The task: Print verbatim every line starting at the one that contains "van in the photo above." and ending at the final line of the records; include both endpoints.

Stored items
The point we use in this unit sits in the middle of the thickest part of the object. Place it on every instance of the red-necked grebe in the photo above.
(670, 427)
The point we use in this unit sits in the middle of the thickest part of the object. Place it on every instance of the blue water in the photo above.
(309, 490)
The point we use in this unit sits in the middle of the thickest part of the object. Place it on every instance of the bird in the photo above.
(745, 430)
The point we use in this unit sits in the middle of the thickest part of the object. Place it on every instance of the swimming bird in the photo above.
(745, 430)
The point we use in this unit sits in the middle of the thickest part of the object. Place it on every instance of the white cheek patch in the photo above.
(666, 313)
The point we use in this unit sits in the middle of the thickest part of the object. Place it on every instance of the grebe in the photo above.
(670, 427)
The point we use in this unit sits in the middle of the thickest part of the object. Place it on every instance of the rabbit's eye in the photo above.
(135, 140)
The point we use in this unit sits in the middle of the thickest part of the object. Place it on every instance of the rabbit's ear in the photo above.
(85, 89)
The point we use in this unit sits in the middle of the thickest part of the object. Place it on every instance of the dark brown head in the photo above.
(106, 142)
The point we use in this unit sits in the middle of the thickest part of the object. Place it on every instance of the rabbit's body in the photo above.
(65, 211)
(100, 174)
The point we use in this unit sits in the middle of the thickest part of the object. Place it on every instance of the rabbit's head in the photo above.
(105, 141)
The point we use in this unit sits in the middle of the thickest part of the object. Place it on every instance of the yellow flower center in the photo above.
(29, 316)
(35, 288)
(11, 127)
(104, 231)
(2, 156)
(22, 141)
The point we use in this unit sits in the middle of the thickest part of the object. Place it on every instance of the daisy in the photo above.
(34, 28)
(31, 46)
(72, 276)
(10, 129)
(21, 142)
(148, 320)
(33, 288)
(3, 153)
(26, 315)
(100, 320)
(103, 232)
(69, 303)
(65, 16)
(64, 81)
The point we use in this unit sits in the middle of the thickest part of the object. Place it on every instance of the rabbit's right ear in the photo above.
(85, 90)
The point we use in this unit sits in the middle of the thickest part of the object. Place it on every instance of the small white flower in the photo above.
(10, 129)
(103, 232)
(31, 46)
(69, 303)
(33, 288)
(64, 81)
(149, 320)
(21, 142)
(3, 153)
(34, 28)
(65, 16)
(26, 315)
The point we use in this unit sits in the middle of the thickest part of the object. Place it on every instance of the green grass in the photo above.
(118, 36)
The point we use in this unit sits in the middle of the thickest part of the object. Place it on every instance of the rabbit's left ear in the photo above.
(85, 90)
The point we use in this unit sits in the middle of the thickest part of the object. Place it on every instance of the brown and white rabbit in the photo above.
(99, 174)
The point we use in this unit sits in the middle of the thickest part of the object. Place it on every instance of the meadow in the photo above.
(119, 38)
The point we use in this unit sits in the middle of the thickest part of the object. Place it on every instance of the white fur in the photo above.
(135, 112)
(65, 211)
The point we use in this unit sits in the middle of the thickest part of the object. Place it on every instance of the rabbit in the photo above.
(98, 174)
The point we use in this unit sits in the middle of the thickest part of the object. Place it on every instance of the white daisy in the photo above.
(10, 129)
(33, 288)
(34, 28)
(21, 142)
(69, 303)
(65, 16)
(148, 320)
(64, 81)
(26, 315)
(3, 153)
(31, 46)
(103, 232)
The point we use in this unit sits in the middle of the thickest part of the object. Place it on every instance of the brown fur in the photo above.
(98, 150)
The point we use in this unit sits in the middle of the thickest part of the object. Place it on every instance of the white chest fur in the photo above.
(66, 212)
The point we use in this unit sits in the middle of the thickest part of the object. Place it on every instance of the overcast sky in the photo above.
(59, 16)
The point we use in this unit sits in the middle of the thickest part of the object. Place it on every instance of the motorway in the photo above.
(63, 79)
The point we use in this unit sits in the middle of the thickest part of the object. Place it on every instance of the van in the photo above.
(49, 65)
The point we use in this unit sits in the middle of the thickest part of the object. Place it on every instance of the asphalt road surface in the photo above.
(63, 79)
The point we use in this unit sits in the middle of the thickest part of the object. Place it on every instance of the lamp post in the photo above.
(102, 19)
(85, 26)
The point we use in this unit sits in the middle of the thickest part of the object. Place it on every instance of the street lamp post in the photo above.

Exercise result:
The point we use in this unit sits in the middle of the thickest part of the object. Place it on every instance of the van in the photo above.
(49, 65)
The point we use in this unit sits in the middle of the thickest part of the object. Place it on every instance of the asphalt road surface in the photo above.
(63, 79)
The point we use in this unit sits in the middle of the thickest part of the object. Place it on every instance of the lamp post in the photo above.
(102, 19)
(85, 26)
The point we use in this unit sits in the middle of the thickest part of the object. Place it on every instance of the street lamp post in the photo above.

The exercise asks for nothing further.